Conservation genetics:

 Conservation genetics:

Conservation genetics is an interdisciplinary subfield of Population Genetics that aims to understand the dynamics of genes in populations principally to avoid extinction.

Therefore, it applies genetic methods to the conservation and restoration of biodiversity.  researchers involved in conservation genetics come from a variety of fields including population genetics, molecular ecology, biology, evolutionary biology, and systematics. Genetic diversity is one of the three fundamental levels of biodiversity,

so it is directly important in conservation. Genetic variability influences both the health and long-term survival of populations because decreased genetic diversity has been associated with reduced fitness, such as high juvenile mortality, diminished population growth, reduced immunity, and ultimately, higher extinction risk.

Contents

 1 Genetic diversity

 2 Importance of genetic diversity

 3 Contributors to extinction

 4 Techniques

 5 Applications

 6 Implications

 

Genetic diversity:

Genetic diversity is the variability of genes in a species. A number of means can express the level of genetic diversity: observed heterozygosity, expected heterozygosity, the mean number of alleles per locus, or the percentage of polymorphic loci.

ACTIONS TO TAKE:
1/ In the conservation genetics text, what measures are listed for expressing the level of genetic diversity?
2/ Pick up the conservation genetics text after its final sentence and keep writing it.

ENTRIES SUPPLIED:

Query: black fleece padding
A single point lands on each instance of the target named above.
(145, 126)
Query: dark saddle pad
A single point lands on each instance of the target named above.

RESULTS FOR THE EXERCISE:
1/ Observed heterozygosity, expected heterozygosity, the mean number of alleles per locus, or the percentage of polymorphic loci.

2/
Importance of genetic diversity:

Genetic diversity determines the potential fitness of a population and ultimately its long-term persistence, because genes encode phenotypic information. Extinction risk has been associated with low genetic diversity and several researchers have documented reduced fitness in populations with low genetic diversity. For example, low heterozigosity has been associated with low juvenile survival, reduced population growth, low body size, and diminished adult lifespan.

Heterozygosity, a fundamental measurement of genetic diversity in population genetics, plays an important role in determining the chance of a population surviving environmental change, novel pathogens not previously encountered, as well as the average fitness of a population over successive generations. Heterozygosity is also deeply connected, in population genetics theory, to population size (which itself clearly has a fundamental importance to conservation). All things being equal, small

populations will be less heterozygous - across their whole genomes - than comparable, but larger, populations. This lower heterozygosity (i.e. low genetic diversity) renders small populations more susceptible to the challenges mentioned above.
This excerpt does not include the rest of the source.